▶ **EXERCISE TASK A**
Repeat the portion of the passage about the Beatles below, starting at "The Beatles created" and ending at "grateful for that.", keeping every word and punctuation mark unchanged.

═══

Her death had devastated Paul, his father, and brother Michael. The McCartneys comforted themselves with memories and music; Paul taught himself to play guitar and write music in the living room of his cramped home in this poorer section of Liverpool.
When John invited Paul to become part of his band, the Lennon-McCartney genius was born. Even though they were still young high school boys, they quickly began writing music together – hanging out in the front porch of Aunt Mimi’s house, smoking cigarettes, exchanging lyrics, laughing and dreaming up a better life.
Their inspired music that the world came to love so passionately didn’t come from privilege, opportunity, brilliant teachers and all the advantages of life today. Instead, their music came from dreams that were launched in loneliness and grief.
From grief, came their longing to uplift and inspire others who needed love, who felt lonely, or abandoned. This passionate music that spoke of love reached across the universe – to millions of people longing for connection.
When Beatle music first began filtering into my local Alabama radio station and filling the airwaves of my world with a new sound, a new dream – I was only 12 years old. Yet it spoke to me in ways that John and Paul, light years away, could never have imagined.
From their brilliant new sound, I understood that life was expansive and carried endless possibility. When I heard their voices in harmony, I realized we were truly all connected, and that anyone from anywhere could have an extraordinary life – even me.
How that inspiration was delivered around the world in simple words such as “She Loves You” – was the miracle of the Beatles. Somehow their pain, dreams, and energy carried hope to anyone who felt alone, confused, or lost.
The Beatles created an intuitive connection between people everywhere that started a shift of consciousness in the early 60s. Their simple heart-felt music changed millions of lives for the better. I was one of those people and the Beatles were truly the miracle of my early life. I’m forever grateful for that.
Now, as I turn to leave John’s small room and follow the custodian down the stairs of Aunt Mimi’s house, I offer a simple prayer of gratitude to John for turning his pain into music. I tell him that I can’t imagine a world without his lyrics. And I can’t imagine the course my life would have taken without the Beatles. I blow a kiss into the empty room and say “Thank You John.”
How ironic it is that my husband Paul died only months before John died in 1980 – two of the most influential people in my life exiting within months of each other. And now, today, I get to come full circle and thank the first man whose extraordinary gift changed my life.
Whenever you feel lost, alone, depressed, or hopeless, consider this: That dark, powerful pain is your gift. Dig deep and feel it, then use it as your fuel. Make the world a better place by offering to others what you wish had been offered to you.
Take a moment right now to imagine two teen-aged boys from Liverpool living in poverty, with no opportunities for a better future, and grieving the losses of their loved ones.
Now picture these boys hanging out on Aunt Mimi’s small front porch, playing guitar, laughing, and writing music about love – in spite of the grief and pain in their lives.
Imagine their pure fearless intention, their innocent inspired joy turning itself into magic, into love, and spreading across the universe – changing everything in its path. That was the gift of the Beatles.<. Now, YOU try it... See if you can imagine taking one small step in a brave new direction – in spite of all your pain and losses. That step will be your greatest gift to the world.

═══

▶ **EXERCISE TASK B**
Pull out every line of the records below that contains the string "block", matching case exactly, and copy each such line in full.

▶ **SOURCE RECORDS**
═══

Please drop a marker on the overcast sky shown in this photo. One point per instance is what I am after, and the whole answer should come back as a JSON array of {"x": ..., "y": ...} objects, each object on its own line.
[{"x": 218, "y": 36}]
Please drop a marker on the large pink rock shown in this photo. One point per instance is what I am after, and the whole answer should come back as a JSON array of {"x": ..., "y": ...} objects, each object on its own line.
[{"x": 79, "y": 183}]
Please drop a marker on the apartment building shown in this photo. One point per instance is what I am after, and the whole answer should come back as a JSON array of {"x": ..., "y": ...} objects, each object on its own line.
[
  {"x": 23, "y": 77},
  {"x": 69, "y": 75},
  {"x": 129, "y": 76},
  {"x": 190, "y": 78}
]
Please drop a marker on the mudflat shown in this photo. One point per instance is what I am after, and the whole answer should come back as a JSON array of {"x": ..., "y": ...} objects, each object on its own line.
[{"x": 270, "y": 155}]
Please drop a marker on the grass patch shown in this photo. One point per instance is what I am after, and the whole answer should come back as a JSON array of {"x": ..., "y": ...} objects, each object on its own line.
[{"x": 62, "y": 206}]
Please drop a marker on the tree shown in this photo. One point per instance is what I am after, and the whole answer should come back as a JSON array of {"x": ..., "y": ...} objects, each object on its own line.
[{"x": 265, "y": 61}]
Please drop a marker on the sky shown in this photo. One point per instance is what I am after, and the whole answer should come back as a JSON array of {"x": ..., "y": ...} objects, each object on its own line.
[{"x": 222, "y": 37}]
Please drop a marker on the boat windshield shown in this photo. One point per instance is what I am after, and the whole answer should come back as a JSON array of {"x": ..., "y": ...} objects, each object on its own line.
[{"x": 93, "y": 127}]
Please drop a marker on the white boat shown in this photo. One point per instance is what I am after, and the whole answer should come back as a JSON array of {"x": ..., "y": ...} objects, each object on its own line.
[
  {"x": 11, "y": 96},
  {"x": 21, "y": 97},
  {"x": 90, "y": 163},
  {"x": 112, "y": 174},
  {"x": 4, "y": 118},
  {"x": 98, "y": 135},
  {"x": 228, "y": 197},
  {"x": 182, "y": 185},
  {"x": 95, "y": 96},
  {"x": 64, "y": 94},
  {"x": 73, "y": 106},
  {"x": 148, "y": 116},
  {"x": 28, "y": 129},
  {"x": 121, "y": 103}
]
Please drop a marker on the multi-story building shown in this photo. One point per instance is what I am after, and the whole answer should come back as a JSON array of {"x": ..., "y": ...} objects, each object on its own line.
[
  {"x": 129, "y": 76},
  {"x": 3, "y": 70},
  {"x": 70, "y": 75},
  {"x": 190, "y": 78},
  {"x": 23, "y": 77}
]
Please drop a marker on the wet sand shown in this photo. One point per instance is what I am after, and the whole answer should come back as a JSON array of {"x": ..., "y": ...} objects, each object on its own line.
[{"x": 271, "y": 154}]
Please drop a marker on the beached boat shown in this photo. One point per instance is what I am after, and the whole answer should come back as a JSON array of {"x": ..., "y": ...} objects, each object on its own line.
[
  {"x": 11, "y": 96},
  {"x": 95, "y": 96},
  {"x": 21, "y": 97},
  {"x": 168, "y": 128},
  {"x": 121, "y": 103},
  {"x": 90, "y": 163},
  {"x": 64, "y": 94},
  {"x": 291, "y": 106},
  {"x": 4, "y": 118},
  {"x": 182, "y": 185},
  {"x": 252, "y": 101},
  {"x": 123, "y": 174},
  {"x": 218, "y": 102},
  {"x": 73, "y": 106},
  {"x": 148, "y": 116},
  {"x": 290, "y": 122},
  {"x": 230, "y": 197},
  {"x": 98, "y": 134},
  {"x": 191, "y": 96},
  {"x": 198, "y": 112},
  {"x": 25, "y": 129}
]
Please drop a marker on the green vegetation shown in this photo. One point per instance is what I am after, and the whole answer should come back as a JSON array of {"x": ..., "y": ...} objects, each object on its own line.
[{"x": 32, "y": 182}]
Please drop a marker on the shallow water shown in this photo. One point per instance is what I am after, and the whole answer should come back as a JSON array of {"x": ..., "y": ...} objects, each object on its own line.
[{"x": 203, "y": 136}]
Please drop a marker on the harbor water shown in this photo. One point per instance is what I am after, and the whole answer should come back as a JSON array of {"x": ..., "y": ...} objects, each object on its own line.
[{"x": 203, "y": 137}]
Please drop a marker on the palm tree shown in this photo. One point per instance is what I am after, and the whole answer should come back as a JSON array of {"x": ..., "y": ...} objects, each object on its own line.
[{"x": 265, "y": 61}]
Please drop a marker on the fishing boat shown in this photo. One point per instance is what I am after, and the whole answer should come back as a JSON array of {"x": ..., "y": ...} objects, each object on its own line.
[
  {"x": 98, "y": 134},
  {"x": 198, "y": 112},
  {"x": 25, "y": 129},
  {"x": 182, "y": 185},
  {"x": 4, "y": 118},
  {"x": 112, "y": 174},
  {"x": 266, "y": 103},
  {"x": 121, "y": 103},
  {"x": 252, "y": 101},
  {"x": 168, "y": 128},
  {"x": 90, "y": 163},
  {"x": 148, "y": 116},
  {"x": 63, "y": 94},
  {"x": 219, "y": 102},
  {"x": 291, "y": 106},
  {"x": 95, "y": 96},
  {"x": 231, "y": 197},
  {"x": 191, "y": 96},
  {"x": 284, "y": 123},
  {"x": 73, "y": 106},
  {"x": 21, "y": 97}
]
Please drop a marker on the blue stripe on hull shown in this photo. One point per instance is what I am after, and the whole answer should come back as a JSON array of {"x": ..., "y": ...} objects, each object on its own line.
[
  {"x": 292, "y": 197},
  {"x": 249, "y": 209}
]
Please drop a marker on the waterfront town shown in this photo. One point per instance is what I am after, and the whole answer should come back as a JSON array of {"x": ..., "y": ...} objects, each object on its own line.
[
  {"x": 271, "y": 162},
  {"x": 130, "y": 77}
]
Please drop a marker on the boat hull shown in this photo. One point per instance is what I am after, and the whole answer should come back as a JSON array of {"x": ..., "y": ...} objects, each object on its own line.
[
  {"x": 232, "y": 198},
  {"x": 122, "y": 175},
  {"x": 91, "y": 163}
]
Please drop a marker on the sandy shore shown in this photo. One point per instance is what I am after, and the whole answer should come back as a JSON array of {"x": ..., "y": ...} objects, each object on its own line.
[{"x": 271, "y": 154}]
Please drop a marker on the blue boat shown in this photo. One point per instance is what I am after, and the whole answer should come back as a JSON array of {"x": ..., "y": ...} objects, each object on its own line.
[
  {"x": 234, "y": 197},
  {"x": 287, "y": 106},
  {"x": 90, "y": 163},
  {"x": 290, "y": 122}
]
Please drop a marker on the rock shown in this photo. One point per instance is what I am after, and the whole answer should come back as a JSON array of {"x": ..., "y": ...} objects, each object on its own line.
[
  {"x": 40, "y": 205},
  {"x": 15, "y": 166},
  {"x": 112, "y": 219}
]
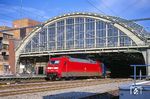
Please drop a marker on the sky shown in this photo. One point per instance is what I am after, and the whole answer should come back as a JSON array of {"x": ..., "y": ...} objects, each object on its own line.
[{"x": 42, "y": 10}]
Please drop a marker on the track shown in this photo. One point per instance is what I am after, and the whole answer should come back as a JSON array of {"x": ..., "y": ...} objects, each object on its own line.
[{"x": 51, "y": 86}]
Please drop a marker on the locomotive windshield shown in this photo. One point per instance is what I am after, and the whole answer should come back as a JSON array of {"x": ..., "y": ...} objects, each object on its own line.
[{"x": 54, "y": 62}]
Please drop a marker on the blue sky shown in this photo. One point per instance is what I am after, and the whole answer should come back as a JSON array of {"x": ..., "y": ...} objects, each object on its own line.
[{"x": 42, "y": 10}]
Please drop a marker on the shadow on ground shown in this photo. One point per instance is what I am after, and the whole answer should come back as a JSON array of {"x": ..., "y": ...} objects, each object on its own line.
[{"x": 84, "y": 95}]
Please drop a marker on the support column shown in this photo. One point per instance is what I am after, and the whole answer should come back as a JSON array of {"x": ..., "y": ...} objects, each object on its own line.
[
  {"x": 74, "y": 35},
  {"x": 65, "y": 34},
  {"x": 84, "y": 33},
  {"x": 146, "y": 55},
  {"x": 47, "y": 44},
  {"x": 106, "y": 35},
  {"x": 56, "y": 36},
  {"x": 95, "y": 33}
]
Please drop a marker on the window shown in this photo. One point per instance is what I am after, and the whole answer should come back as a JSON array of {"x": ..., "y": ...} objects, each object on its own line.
[{"x": 54, "y": 62}]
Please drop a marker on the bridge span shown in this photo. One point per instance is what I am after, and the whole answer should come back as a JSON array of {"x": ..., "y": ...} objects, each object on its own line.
[{"x": 83, "y": 35}]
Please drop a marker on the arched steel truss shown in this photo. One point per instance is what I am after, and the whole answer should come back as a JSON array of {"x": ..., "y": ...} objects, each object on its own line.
[{"x": 80, "y": 31}]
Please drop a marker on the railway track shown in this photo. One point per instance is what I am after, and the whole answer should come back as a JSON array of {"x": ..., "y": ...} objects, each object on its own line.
[{"x": 51, "y": 86}]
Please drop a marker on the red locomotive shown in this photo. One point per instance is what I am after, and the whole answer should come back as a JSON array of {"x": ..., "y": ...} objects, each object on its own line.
[{"x": 64, "y": 67}]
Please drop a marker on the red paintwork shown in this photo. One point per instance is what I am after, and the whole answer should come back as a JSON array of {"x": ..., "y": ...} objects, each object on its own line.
[{"x": 71, "y": 66}]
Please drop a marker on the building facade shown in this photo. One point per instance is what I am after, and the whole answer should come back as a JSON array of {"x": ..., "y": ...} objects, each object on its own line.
[{"x": 21, "y": 33}]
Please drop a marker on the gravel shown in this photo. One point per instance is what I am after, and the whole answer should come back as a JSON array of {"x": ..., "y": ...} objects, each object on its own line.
[{"x": 72, "y": 93}]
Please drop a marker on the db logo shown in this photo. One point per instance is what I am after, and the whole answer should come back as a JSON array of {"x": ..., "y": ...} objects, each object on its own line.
[{"x": 135, "y": 90}]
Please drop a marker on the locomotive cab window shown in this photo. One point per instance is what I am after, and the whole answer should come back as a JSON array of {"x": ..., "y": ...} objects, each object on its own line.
[{"x": 54, "y": 62}]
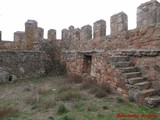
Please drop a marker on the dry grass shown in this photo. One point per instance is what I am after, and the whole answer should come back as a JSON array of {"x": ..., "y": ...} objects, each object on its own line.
[
  {"x": 7, "y": 111},
  {"x": 40, "y": 99}
]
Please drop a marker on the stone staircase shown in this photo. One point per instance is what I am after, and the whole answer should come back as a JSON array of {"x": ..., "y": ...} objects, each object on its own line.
[
  {"x": 3, "y": 75},
  {"x": 138, "y": 86}
]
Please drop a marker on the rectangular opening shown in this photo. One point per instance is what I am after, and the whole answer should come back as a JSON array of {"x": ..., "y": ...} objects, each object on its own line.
[{"x": 87, "y": 64}]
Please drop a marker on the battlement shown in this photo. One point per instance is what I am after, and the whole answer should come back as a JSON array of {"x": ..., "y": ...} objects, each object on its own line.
[{"x": 73, "y": 38}]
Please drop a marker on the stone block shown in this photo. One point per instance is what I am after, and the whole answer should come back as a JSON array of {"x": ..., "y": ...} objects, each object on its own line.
[
  {"x": 99, "y": 29},
  {"x": 65, "y": 39},
  {"x": 118, "y": 23},
  {"x": 0, "y": 35},
  {"x": 52, "y": 35},
  {"x": 40, "y": 33},
  {"x": 31, "y": 33},
  {"x": 86, "y": 33},
  {"x": 20, "y": 40}
]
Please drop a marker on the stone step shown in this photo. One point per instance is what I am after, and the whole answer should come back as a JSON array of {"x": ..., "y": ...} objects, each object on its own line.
[
  {"x": 123, "y": 64},
  {"x": 118, "y": 58},
  {"x": 153, "y": 101},
  {"x": 148, "y": 92},
  {"x": 129, "y": 69},
  {"x": 133, "y": 75},
  {"x": 135, "y": 80},
  {"x": 142, "y": 85}
]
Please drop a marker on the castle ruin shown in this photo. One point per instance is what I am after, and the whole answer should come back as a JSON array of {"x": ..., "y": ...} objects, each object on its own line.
[{"x": 127, "y": 60}]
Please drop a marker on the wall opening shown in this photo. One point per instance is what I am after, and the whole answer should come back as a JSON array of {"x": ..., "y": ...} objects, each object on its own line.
[
  {"x": 10, "y": 78},
  {"x": 87, "y": 61}
]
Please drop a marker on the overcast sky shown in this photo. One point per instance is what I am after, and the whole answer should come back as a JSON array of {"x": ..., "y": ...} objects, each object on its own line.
[{"x": 60, "y": 14}]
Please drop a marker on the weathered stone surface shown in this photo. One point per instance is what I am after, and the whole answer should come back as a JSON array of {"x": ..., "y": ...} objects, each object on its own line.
[
  {"x": 40, "y": 34},
  {"x": 31, "y": 33},
  {"x": 52, "y": 35},
  {"x": 22, "y": 64},
  {"x": 65, "y": 39},
  {"x": 86, "y": 33},
  {"x": 0, "y": 35},
  {"x": 119, "y": 23},
  {"x": 20, "y": 40},
  {"x": 99, "y": 29}
]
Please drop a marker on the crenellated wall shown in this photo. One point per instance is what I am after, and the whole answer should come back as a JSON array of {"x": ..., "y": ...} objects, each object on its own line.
[{"x": 86, "y": 49}]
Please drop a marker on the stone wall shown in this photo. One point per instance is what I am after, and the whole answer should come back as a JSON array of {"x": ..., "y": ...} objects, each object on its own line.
[
  {"x": 84, "y": 52},
  {"x": 22, "y": 64}
]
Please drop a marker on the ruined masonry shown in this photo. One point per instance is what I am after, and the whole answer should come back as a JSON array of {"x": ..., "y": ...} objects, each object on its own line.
[{"x": 126, "y": 60}]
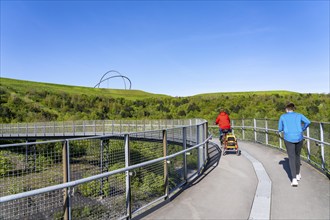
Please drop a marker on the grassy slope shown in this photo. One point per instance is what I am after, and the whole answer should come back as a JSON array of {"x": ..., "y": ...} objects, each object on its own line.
[
  {"x": 21, "y": 87},
  {"x": 212, "y": 95}
]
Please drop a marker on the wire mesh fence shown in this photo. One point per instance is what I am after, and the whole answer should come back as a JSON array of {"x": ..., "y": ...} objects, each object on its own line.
[{"x": 27, "y": 168}]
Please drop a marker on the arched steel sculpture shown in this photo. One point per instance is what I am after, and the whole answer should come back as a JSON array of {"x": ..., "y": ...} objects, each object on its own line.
[{"x": 114, "y": 76}]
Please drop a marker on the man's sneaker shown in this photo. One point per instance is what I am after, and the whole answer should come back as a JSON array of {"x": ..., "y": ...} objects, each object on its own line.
[{"x": 294, "y": 182}]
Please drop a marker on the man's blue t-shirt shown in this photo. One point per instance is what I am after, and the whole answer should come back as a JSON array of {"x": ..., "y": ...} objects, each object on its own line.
[{"x": 293, "y": 124}]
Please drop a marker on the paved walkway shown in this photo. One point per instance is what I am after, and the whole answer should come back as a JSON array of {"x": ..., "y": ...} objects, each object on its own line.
[{"x": 227, "y": 189}]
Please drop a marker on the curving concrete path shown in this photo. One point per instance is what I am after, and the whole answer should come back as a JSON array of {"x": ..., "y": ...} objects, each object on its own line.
[{"x": 228, "y": 188}]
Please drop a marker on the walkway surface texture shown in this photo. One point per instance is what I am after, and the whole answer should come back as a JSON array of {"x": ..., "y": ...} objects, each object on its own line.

═══

▶ **WORKED ANSWER A**
The Beatles created an intuitive connection between people everywhere that started a shift of consciousness in the early 60s. Their simple heart-felt music changed millions of lives for the better. I was one of those people and the Beatles were truly the miracle of my early life. I’m forever grateful for that.

▶ **WORKED ANSWER B**
Please drop a marker on the stone block shown in this photo. One point per instance is what I am after, and the whole answer should come back as a JSON array of {"x": ..., "y": ...} objects, each object on its own line.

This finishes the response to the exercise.